Hi,everyone,
I have got a problem when use cuda stream with CULA function,the following is the whole pseudocode:
for (int i = 0; i < nstreams; i++)
{
checkCudaErrors(cudaMemcpyAsync(dev_X + i*m*n, h_X + i*m*n, m*n * sizeof(float), cudaMemcpyHostToDevice, streams[i]));
dim3 sumGrid(4, m);
dim3 sumBlock(1024, 1);
int sharedSize = sumBlock.x * sizeof(float);
sumReduction_kernel << <sumGrid, sumBlock, sharedSize, streams[i] >> > (dev_Xmean + i*m, dev_X + i*m*n, m, n);
}
for (int i = 0; i < nstreams; i++)
{
sub1_kernel << <sumGrid, sumBlock, 0, streams[i] >> > (dev_XFinal + i*m*n, dev_X + i*m*n, dev_Xmean + i*m, m, n);
}
[b]for (int i = 0; i < nstreams; i++)
{
checkCudaErrors(cudaMemcpyAsync(h_Xfinal + i*m*n, dev_XFinal + i*m*n, sizeof(float) * m * n, cudaMemcpyDeviceToHost, streams[i]));
}[/b]
for (int i = 0; i < nstreams; i++)

# [Raw records]
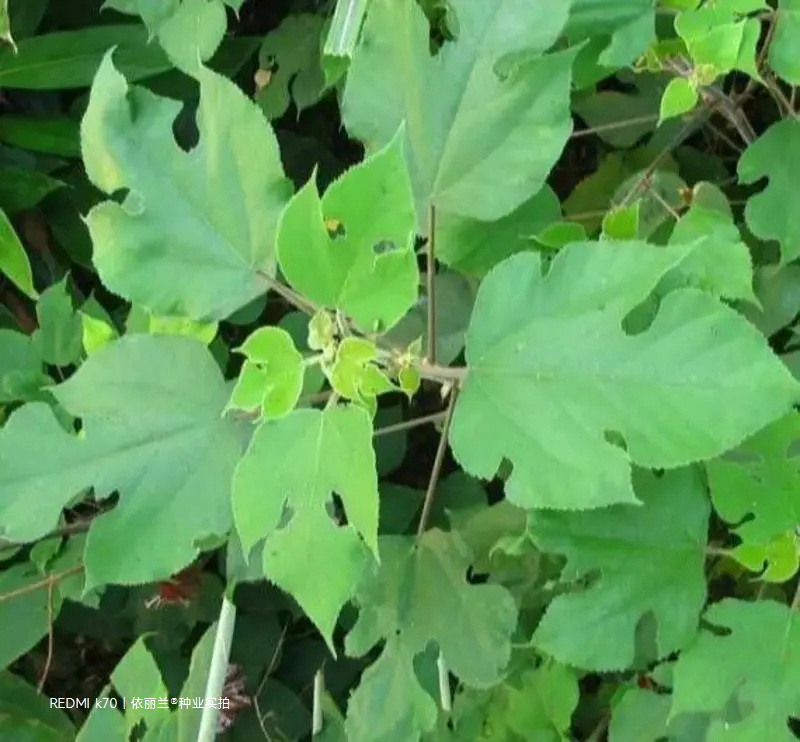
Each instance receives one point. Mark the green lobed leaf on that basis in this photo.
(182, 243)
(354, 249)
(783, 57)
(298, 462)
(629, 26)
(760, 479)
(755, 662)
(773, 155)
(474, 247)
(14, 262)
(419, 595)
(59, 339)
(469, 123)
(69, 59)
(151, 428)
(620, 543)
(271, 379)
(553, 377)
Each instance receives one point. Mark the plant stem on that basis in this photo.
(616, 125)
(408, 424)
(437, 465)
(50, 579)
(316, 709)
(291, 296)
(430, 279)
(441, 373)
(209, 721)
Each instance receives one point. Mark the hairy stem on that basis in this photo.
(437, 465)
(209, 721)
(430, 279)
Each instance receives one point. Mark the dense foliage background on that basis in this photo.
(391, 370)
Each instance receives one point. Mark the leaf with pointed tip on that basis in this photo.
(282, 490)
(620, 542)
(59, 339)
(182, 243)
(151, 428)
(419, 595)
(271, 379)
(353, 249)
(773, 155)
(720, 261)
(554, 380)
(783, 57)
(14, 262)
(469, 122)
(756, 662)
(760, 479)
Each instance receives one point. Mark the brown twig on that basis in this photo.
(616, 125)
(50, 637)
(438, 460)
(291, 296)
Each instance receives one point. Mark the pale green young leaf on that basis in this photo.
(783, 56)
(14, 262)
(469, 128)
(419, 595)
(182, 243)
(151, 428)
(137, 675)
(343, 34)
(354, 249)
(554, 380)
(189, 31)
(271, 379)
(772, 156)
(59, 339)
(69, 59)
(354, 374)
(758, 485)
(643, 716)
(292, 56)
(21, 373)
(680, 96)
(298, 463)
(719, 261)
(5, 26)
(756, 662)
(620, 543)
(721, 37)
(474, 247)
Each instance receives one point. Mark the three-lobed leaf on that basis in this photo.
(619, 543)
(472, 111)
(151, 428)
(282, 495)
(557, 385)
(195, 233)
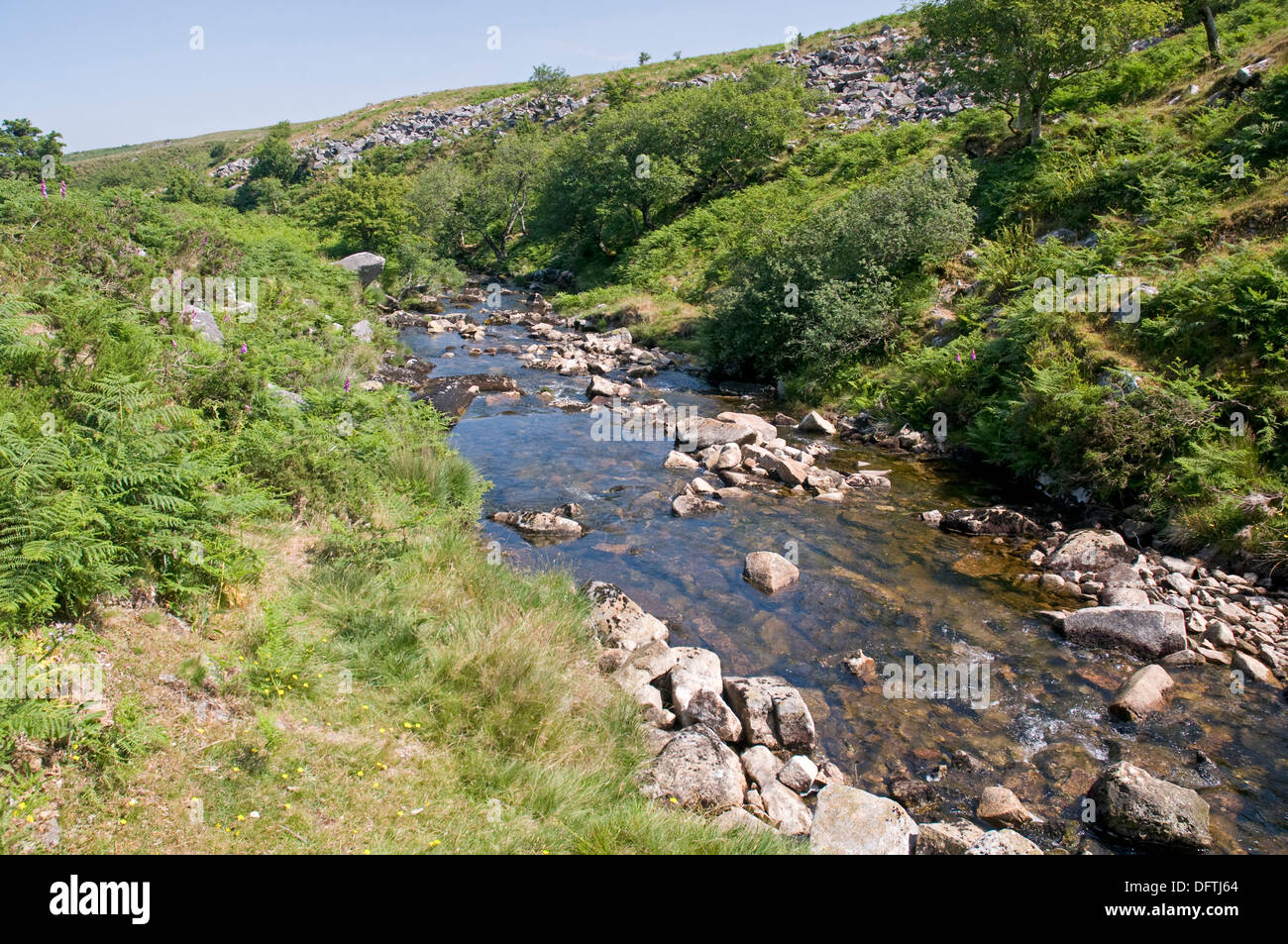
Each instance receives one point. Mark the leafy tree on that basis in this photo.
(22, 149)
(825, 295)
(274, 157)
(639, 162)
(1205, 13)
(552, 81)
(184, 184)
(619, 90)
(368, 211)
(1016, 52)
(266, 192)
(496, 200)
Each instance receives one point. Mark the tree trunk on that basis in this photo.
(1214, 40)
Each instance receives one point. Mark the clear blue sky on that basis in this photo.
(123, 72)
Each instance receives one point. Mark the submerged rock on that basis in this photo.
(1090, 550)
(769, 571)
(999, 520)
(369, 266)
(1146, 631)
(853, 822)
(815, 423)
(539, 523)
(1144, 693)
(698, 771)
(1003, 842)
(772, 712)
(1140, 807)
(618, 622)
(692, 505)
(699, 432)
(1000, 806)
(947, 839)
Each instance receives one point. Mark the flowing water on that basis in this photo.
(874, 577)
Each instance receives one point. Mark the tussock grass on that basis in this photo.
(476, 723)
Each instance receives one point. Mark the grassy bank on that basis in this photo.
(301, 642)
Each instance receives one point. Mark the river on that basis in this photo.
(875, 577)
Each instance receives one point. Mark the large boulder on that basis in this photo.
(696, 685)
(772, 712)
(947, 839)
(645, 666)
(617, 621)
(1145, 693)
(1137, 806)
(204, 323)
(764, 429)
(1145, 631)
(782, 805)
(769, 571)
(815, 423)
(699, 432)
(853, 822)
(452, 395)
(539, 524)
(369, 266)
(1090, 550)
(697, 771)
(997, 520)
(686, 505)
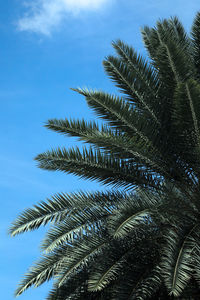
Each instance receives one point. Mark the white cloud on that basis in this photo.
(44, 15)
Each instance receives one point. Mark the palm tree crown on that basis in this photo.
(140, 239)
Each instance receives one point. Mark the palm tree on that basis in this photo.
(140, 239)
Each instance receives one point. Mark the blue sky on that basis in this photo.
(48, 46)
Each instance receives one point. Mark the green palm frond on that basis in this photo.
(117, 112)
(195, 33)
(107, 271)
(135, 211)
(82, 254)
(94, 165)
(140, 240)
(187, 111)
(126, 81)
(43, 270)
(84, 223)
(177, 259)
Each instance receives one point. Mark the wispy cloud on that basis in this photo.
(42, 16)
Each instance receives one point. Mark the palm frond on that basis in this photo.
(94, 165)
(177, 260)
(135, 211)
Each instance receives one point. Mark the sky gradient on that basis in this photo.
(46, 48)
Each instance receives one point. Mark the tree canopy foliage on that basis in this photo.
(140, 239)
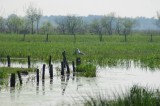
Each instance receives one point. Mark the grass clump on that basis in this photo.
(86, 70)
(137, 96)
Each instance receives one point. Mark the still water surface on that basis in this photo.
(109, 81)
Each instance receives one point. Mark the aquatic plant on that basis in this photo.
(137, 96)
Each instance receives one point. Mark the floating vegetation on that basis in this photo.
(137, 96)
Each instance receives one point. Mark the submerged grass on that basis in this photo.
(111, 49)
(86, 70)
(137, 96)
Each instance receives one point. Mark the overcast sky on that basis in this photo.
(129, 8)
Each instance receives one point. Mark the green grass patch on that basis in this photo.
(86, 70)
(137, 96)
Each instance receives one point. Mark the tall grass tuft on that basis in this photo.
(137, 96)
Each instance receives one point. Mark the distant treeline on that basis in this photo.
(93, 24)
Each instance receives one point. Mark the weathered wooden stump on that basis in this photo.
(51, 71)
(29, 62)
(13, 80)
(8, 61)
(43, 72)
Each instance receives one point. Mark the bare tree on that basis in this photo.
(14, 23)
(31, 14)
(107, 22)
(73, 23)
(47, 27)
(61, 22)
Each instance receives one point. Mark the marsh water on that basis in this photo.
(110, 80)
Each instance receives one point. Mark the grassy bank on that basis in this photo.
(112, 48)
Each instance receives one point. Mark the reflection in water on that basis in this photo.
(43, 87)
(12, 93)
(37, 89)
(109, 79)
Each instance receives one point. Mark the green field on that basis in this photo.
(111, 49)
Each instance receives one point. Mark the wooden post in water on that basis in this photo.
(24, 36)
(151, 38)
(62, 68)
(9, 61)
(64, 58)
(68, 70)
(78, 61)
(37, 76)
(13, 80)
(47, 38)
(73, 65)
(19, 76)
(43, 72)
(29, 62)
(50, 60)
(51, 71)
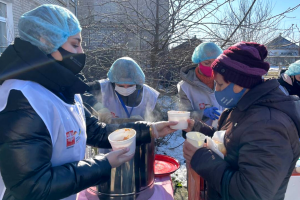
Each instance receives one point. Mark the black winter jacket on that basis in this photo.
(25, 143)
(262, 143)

==

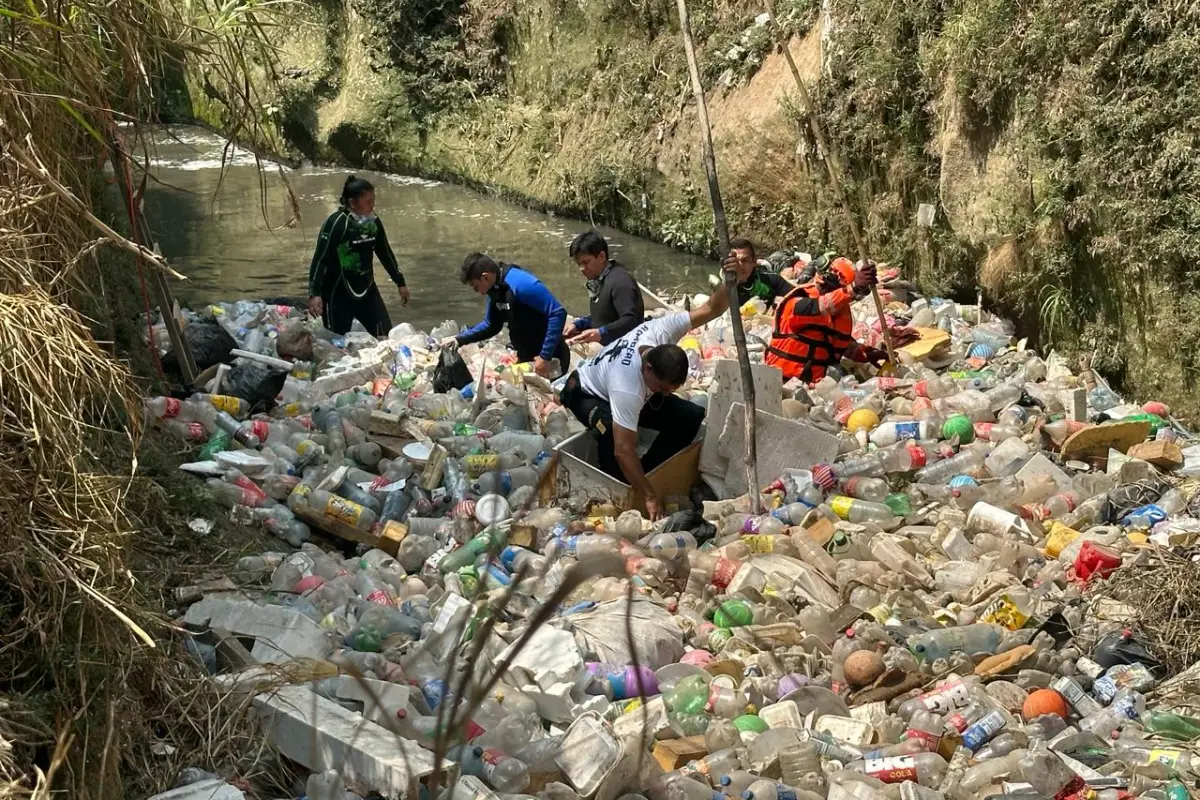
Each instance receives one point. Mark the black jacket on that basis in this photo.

* * *

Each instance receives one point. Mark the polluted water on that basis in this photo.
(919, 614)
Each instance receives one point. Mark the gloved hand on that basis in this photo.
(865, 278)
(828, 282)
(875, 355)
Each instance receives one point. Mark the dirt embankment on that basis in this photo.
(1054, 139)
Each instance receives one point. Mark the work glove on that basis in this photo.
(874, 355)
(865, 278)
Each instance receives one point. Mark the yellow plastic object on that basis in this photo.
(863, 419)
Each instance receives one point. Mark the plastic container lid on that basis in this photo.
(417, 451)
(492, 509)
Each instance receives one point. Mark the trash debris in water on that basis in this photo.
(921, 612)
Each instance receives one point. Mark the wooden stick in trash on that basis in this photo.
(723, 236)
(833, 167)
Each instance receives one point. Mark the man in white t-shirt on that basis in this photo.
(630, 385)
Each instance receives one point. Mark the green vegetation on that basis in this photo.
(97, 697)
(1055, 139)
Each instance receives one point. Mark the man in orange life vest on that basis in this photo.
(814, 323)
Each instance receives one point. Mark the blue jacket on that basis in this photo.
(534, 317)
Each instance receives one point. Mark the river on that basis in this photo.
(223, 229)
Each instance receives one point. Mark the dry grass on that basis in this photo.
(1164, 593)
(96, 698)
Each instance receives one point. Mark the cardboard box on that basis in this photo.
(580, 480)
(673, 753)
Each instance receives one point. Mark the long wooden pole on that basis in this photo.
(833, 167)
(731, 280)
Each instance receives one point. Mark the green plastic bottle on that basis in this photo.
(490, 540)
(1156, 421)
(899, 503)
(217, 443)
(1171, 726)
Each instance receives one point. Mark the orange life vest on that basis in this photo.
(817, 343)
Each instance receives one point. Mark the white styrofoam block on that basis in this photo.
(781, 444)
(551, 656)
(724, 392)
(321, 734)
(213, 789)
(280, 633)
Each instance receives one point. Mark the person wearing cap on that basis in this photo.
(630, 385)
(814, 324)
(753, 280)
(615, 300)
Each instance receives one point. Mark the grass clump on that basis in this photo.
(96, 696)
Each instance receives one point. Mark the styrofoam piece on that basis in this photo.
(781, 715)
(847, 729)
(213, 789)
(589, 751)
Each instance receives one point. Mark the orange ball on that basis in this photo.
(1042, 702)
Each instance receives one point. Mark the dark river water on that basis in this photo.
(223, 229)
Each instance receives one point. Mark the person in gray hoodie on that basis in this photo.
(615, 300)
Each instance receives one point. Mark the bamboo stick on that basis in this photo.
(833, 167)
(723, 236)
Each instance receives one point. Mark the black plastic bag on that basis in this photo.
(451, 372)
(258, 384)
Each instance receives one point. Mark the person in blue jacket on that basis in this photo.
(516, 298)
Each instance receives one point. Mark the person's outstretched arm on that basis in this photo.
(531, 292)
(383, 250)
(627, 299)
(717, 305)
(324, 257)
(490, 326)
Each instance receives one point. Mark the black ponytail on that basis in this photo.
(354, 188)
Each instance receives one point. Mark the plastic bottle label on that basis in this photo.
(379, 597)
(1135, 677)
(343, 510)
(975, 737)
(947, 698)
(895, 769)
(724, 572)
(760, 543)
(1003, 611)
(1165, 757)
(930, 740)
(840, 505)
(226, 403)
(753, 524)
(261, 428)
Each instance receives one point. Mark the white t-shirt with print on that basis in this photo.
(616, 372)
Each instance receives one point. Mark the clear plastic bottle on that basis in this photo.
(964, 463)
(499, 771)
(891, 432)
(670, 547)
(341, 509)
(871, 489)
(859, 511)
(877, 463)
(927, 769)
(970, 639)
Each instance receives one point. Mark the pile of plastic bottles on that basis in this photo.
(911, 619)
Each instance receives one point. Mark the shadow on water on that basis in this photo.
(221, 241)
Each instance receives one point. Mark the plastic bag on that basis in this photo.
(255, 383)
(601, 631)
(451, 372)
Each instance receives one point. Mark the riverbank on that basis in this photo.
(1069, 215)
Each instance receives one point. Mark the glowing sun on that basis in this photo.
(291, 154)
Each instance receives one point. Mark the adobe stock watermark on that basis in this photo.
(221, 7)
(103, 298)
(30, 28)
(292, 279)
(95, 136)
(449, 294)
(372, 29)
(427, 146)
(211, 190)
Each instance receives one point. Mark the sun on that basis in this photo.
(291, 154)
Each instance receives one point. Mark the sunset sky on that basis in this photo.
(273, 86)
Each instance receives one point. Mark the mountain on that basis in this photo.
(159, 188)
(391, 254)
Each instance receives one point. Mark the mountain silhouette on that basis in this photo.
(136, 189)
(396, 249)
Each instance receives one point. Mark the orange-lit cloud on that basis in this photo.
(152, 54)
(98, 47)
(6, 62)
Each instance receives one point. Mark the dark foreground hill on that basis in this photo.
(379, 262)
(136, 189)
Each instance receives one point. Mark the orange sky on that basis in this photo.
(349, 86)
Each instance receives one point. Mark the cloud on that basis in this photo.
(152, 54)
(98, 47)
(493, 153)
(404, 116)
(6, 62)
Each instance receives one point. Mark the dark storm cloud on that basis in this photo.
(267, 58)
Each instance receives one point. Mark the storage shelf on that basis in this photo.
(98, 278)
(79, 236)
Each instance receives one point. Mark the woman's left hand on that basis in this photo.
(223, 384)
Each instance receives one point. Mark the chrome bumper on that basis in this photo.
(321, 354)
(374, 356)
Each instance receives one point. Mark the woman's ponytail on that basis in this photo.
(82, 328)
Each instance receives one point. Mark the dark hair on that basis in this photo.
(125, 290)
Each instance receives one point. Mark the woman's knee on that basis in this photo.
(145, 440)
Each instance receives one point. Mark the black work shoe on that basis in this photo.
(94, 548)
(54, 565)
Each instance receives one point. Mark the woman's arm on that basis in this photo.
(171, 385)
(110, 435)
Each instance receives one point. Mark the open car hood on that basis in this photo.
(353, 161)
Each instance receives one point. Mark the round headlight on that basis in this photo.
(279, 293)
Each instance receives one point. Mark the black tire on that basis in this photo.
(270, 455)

# [To be done]
1) In the CUDA stream post, what dimensions are given to sumBlock?
2) Resume the CUDA stream post from its final line.

# [Task-by-task answers]
1) 1024 by 1: sumBlock is declared as dim3 sumBlock(1024, 1).

2)
{
status = culaDeviceSgemm();
checkStatus(status);
[b]status = culaDeviceSgetrf();
checkStatus(status);
[/b]
status = culaDeviceSgetri();
checkStatus(status);
printf("%s\n", "CULA inverse had done!");
status = culaDeviceSgemm();
checkStatus(status);
}
In this pseudocode, if there is no memcpy of h_Xfinal(which has bold ), there will be a following error when execute culaDeviceSgetrf():
“CULA Dense : Data error at pos 1 (see the reference Manual for guidance)”
And if I allocate h_Xfinal with pinned memory, there will be the same error.
I mean what can I use to instead the memcpy of D2H, (there it’s useless and time consumed).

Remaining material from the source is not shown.